## Quoted passage
━━━

Why Human Health and Health Ethics Must Be Central to Climate Change Deliberations

Jerome Amir Singh 1,2,*
PMCID: PMC3367987  PMID: 22679396

Abstract

Jerome Singh argues that health ethics principles must be afforded equal status to economics principles in climate change deliberations, and that the health community must play more of a leadership role.


Summary Points

  • The human health implications of climate change must be afforded greater prominence.

  • Governments, the private sector, financiers, and society have a moral responsibility to practice socially responsible investment and to mitigate against the impact of climate change, particularly in relation to human health.

  • Human health must be a core, not peripheral, focus in future climate change deliberations.

  • The health community, led by health ministers, must play a central role in climate change deliberations.

  • Health ethics principles must be afforded equal status to economics principles in climate change deliberations.

━━━

## Extracted entries
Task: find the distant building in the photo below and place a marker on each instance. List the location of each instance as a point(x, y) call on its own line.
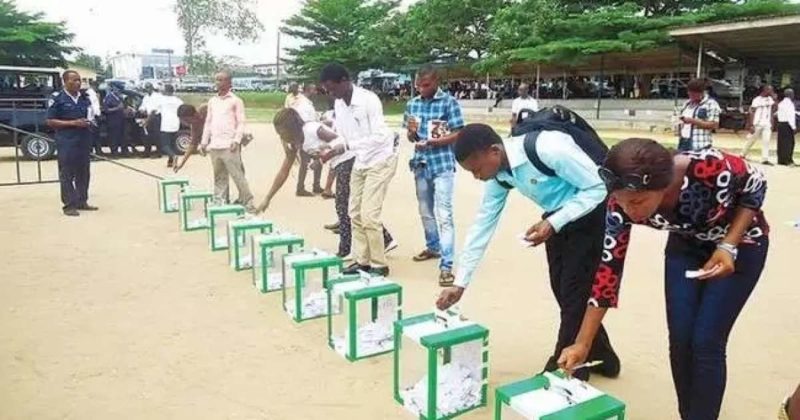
point(145, 66)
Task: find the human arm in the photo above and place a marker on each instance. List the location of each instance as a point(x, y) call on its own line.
point(280, 177)
point(478, 237)
point(605, 289)
point(750, 188)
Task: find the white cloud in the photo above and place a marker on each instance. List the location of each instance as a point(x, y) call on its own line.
point(103, 27)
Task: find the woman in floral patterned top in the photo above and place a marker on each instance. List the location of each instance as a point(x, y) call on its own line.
point(710, 202)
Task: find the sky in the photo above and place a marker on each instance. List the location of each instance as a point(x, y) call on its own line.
point(105, 27)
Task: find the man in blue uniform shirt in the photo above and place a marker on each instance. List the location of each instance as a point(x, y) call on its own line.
point(70, 115)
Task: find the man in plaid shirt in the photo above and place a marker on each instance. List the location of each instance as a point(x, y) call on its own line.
point(698, 119)
point(432, 119)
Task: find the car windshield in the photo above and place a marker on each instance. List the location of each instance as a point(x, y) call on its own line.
point(26, 84)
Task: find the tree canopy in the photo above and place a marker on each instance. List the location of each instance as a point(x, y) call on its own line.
point(493, 34)
point(26, 39)
point(236, 19)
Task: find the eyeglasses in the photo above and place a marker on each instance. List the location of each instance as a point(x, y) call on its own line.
point(627, 182)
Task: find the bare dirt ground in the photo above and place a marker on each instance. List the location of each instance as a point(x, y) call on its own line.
point(119, 315)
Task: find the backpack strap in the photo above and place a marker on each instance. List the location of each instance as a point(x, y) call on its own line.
point(533, 156)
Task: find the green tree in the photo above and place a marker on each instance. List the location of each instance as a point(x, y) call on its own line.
point(348, 31)
point(26, 39)
point(89, 61)
point(453, 30)
point(236, 19)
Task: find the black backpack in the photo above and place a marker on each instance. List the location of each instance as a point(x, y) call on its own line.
point(558, 118)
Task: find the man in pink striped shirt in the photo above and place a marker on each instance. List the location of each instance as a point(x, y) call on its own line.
point(222, 137)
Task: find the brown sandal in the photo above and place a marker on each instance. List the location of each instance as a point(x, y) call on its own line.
point(427, 255)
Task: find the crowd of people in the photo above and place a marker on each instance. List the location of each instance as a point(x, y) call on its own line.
point(708, 200)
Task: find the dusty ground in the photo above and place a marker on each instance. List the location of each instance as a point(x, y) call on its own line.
point(119, 315)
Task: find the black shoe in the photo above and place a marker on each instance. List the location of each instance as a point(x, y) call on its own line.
point(354, 268)
point(379, 271)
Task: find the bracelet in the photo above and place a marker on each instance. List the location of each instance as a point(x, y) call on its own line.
point(730, 249)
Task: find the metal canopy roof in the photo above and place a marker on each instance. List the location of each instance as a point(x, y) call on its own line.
point(773, 41)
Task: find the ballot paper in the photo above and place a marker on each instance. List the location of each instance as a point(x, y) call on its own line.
point(198, 223)
point(459, 388)
point(314, 305)
point(560, 394)
point(372, 338)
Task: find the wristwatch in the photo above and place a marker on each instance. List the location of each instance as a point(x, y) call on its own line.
point(730, 249)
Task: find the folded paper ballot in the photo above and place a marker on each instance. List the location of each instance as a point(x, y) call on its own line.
point(561, 393)
point(459, 388)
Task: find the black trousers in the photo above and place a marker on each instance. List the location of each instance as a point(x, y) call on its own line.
point(573, 255)
point(305, 159)
point(73, 170)
point(785, 144)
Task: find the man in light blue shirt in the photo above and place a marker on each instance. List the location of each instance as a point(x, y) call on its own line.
point(572, 228)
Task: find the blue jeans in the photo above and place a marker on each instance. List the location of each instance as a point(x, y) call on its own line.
point(435, 197)
point(700, 316)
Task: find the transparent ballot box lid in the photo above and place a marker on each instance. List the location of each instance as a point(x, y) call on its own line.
point(441, 365)
point(308, 272)
point(364, 326)
point(268, 252)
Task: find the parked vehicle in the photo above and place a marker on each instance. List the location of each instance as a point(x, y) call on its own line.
point(25, 94)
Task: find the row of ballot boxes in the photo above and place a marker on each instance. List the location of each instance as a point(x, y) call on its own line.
point(440, 359)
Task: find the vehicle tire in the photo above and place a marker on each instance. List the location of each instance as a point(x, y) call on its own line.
point(182, 142)
point(36, 148)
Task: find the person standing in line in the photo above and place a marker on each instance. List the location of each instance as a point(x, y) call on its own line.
point(152, 125)
point(522, 103)
point(787, 127)
point(710, 203)
point(115, 120)
point(361, 126)
point(195, 118)
point(760, 123)
point(314, 136)
point(698, 118)
point(167, 107)
point(222, 137)
point(433, 119)
point(70, 115)
point(94, 99)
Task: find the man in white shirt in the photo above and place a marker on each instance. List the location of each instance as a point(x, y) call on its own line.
point(167, 107)
point(522, 103)
point(363, 130)
point(760, 122)
point(787, 127)
point(149, 107)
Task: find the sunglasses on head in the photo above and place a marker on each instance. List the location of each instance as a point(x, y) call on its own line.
point(627, 182)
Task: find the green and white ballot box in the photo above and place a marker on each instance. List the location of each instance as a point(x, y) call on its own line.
point(268, 252)
point(304, 283)
point(194, 209)
point(169, 191)
point(555, 396)
point(241, 233)
point(218, 218)
point(441, 365)
point(369, 306)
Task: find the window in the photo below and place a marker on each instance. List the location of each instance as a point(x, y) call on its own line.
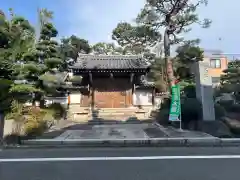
point(215, 63)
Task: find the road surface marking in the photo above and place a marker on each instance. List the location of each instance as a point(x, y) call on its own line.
point(119, 158)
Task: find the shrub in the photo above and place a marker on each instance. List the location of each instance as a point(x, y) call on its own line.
point(59, 111)
point(34, 124)
point(219, 111)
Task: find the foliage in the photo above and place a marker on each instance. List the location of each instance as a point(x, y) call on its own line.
point(34, 124)
point(59, 111)
point(175, 17)
point(135, 38)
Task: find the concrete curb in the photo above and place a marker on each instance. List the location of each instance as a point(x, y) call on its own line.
point(154, 142)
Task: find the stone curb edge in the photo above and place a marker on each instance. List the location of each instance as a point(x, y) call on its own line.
point(154, 142)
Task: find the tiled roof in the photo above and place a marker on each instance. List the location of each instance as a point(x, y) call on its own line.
point(110, 62)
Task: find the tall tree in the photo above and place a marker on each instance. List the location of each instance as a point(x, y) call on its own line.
point(71, 46)
point(175, 17)
point(135, 39)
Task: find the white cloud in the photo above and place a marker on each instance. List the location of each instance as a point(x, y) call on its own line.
point(95, 19)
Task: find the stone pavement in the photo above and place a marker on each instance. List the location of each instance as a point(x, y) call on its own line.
point(127, 131)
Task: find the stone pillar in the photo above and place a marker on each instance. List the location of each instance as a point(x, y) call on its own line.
point(204, 90)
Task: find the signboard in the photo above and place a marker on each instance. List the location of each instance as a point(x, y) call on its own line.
point(175, 108)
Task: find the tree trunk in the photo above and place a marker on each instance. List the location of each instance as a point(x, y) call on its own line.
point(1, 128)
point(168, 61)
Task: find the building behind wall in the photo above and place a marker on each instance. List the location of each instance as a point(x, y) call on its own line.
point(217, 63)
point(111, 82)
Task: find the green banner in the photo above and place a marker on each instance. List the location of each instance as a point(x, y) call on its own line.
point(175, 109)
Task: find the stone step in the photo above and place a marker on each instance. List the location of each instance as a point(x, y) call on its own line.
point(115, 110)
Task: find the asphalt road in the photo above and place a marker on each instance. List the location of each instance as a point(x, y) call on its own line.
point(121, 164)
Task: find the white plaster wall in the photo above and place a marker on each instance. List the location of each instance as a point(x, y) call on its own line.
point(61, 100)
point(75, 98)
point(142, 98)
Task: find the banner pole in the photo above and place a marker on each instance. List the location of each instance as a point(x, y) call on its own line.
point(180, 113)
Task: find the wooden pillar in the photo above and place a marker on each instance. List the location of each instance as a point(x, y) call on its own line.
point(133, 88)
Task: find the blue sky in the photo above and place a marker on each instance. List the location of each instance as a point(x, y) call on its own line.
point(94, 20)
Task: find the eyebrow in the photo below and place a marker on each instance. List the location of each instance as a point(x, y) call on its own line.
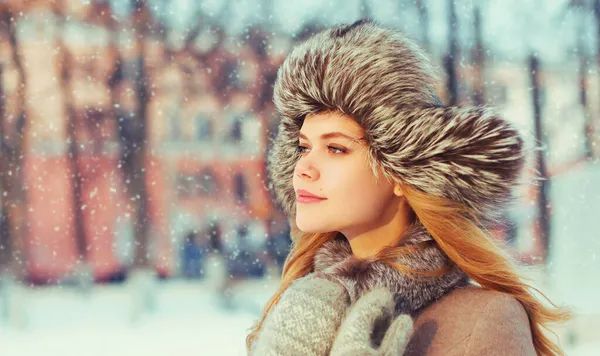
point(332, 135)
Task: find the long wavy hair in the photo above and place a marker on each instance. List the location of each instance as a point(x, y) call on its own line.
point(457, 232)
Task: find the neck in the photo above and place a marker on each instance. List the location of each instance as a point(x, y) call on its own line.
point(389, 232)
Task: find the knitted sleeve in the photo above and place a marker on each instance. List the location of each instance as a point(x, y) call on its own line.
point(305, 320)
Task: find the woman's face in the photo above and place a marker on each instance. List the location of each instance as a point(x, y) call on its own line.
point(333, 165)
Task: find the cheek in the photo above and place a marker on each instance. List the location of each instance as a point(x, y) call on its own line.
point(358, 189)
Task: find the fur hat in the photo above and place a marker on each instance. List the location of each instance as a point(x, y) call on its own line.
point(385, 82)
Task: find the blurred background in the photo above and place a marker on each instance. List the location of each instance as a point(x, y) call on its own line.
point(135, 217)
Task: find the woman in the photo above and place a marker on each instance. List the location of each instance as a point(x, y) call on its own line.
point(391, 194)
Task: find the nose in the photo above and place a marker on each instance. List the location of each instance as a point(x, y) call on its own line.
point(305, 169)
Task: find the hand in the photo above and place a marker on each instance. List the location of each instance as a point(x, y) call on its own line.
point(305, 320)
point(366, 321)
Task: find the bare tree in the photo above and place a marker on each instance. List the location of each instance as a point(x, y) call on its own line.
point(423, 23)
point(13, 140)
point(478, 55)
point(451, 56)
point(73, 159)
point(133, 136)
point(543, 199)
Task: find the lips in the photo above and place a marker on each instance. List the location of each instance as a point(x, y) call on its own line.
point(307, 197)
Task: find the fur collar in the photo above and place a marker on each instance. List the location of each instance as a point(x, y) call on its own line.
point(335, 261)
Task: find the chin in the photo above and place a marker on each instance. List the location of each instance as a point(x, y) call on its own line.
point(311, 225)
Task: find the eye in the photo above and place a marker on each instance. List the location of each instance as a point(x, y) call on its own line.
point(337, 149)
point(300, 149)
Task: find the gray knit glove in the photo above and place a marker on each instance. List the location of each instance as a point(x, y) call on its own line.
point(305, 320)
point(367, 323)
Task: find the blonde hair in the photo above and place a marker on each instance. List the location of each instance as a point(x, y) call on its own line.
point(469, 246)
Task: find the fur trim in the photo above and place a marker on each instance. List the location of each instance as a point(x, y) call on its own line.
point(467, 154)
point(335, 261)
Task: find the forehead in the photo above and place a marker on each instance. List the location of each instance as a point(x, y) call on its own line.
point(331, 121)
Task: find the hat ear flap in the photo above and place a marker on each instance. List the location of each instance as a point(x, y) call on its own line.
point(467, 154)
point(281, 163)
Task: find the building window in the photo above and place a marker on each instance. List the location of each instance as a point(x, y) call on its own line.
point(240, 188)
point(204, 127)
point(206, 182)
point(235, 134)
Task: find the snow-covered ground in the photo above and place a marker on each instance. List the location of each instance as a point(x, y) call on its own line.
point(187, 318)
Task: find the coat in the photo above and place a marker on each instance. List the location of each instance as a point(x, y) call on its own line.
point(472, 321)
point(451, 314)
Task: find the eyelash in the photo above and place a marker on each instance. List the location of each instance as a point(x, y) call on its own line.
point(341, 150)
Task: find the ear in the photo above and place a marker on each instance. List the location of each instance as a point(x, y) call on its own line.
point(398, 190)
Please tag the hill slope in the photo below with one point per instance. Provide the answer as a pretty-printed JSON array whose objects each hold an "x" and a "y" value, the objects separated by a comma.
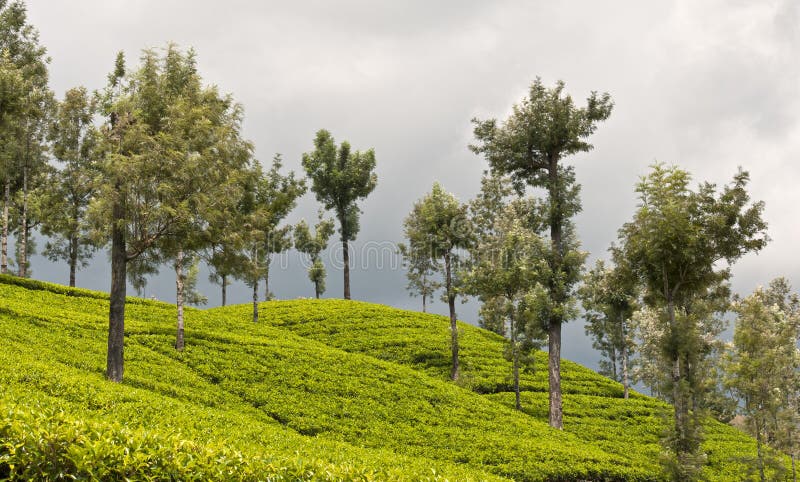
[{"x": 321, "y": 390}]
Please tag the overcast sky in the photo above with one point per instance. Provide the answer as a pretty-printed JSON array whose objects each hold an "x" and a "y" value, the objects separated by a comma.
[{"x": 706, "y": 85}]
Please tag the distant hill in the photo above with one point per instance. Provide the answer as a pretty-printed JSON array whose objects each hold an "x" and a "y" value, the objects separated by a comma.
[{"x": 319, "y": 389}]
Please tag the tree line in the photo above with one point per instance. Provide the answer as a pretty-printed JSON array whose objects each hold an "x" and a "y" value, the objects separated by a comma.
[
  {"x": 655, "y": 309},
  {"x": 155, "y": 168}
]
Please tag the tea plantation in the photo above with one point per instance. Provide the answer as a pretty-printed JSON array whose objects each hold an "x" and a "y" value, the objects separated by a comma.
[{"x": 319, "y": 390}]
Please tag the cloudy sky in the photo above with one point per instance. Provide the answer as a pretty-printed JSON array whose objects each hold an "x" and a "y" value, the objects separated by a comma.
[{"x": 706, "y": 85}]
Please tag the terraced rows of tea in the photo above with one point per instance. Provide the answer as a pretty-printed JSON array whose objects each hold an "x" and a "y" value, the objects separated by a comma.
[{"x": 321, "y": 390}]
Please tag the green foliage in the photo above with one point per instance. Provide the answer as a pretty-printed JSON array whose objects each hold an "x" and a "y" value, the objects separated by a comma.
[
  {"x": 339, "y": 178},
  {"x": 301, "y": 397},
  {"x": 673, "y": 245},
  {"x": 313, "y": 245}
]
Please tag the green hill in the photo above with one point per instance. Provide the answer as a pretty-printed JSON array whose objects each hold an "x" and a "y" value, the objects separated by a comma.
[{"x": 328, "y": 390}]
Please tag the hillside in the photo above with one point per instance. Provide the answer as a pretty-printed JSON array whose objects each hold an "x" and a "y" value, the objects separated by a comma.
[{"x": 328, "y": 390}]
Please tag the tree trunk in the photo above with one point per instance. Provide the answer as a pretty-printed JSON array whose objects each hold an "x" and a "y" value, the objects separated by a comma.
[
  {"x": 116, "y": 313},
  {"x": 760, "y": 453},
  {"x": 23, "y": 244},
  {"x": 255, "y": 302},
  {"x": 73, "y": 258},
  {"x": 515, "y": 355},
  {"x": 346, "y": 255},
  {"x": 224, "y": 289},
  {"x": 179, "y": 296},
  {"x": 267, "y": 296},
  {"x": 624, "y": 348},
  {"x": 451, "y": 304},
  {"x": 4, "y": 240},
  {"x": 554, "y": 323},
  {"x": 554, "y": 370}
]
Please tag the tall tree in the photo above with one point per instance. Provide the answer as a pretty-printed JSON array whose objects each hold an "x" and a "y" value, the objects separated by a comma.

━━━

## Work instruction A
Print the article on health ethics and climate change from "Summary Points" to "role in climate change deliberations.".
## Work instruction B
In the article on health ethics and climate change, who is named as leading the health community's role in climate change deliberations?
## Work instruction C
Please go on with the article on health ethics and climate change from where it stops.

## Expected output A
Summary Points

  • The human health implications of climate change must be afforded greater prominence.

  • Governments, the private sector, financiers, and society have a moral responsibility to practice socially responsible investment and to mitigate against the impact of climate change, particularly in relation to human health.

  • Human health must be a core, not peripheral, focus in future climate change deliberations.

  • The health community, led by health ministers, must play a central role in climate change deliberations.

## Expected output B
Health ministers.

## Expected output C
Human Health and Climate Change

The 17th Conference of the Parties to the United Nations Convention on Climate Change (COP 17) concluded in December 2011, in Durban, South Africa, two days late, after two weeks of negotiations. What ultimately emerged was a further voluntary commitment period for the Kyoto Protocol international instrument that sets binding targets for 37 industrialized countries and the European community for reducing greenhouse gas (GHG) emissions, and expires in 2012—and more significantly, the Durban Platform for Enhanced Action. This is an agreement that commits governments to developing a protocol, legal instrument, or an agreed outcome to cut greenhouse gas (GHG) emissions with legal force applicable to all countries by no later than 2015, under the United Nations Framework Convention on Climate Change (UNFCCC), to be implemented from 2020 [1].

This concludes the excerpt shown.